::: PROVIDED RECORDS

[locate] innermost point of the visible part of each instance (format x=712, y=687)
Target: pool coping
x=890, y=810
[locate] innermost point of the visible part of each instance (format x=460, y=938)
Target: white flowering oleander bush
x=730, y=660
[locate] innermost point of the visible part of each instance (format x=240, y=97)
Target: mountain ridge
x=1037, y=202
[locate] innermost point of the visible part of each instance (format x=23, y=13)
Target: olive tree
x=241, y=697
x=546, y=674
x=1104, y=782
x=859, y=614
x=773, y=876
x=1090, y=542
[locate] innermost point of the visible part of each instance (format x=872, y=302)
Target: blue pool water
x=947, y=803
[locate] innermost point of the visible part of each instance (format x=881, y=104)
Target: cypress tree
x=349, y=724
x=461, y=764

::::::
::: PROVIDED RECORDS

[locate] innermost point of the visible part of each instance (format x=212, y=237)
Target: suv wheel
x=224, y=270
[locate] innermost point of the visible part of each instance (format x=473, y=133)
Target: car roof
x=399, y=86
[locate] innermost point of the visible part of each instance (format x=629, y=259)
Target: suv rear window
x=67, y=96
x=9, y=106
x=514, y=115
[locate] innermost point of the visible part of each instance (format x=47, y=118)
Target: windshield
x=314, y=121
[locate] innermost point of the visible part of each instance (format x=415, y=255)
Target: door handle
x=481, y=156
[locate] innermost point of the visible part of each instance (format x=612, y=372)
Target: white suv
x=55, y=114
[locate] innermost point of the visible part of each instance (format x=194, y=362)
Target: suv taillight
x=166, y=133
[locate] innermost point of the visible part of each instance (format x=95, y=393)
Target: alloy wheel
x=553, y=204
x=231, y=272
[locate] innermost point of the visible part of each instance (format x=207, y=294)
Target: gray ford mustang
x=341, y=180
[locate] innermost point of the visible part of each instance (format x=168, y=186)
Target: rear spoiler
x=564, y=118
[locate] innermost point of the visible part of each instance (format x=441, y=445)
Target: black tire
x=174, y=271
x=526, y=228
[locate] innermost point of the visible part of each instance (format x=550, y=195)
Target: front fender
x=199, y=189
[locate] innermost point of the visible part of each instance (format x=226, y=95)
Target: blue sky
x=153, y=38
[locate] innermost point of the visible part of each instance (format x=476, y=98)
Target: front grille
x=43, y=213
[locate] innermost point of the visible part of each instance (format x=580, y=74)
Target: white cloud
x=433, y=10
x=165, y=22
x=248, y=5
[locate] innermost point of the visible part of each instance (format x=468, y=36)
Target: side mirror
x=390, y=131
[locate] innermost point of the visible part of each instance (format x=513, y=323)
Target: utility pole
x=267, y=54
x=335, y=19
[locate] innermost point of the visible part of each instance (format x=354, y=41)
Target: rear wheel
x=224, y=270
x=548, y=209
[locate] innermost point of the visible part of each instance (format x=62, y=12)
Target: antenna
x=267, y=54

::::::

= REQUEST =
Copy out the stretch from the line containing "(format x=207, y=294)" through the line containing "x=199, y=189", replacing "gray ford mustang" with "silver ford mustang" and leaving everything else as is.

= SOLVED PROBLEM =
[locate] innermost point of the visible part of each instance (format x=207, y=294)
Target: silver ford mustang
x=341, y=180
[locate] innermost point of the visible part of each instance (format x=168, y=186)
Target: rear spoiler
x=564, y=118
[locate] innermost point of the visible part of each instance (format x=441, y=445)
Target: black tire
x=174, y=271
x=526, y=228
[locate] innermost point of the visible part of each instance (format x=550, y=195)
Target: front fender
x=199, y=189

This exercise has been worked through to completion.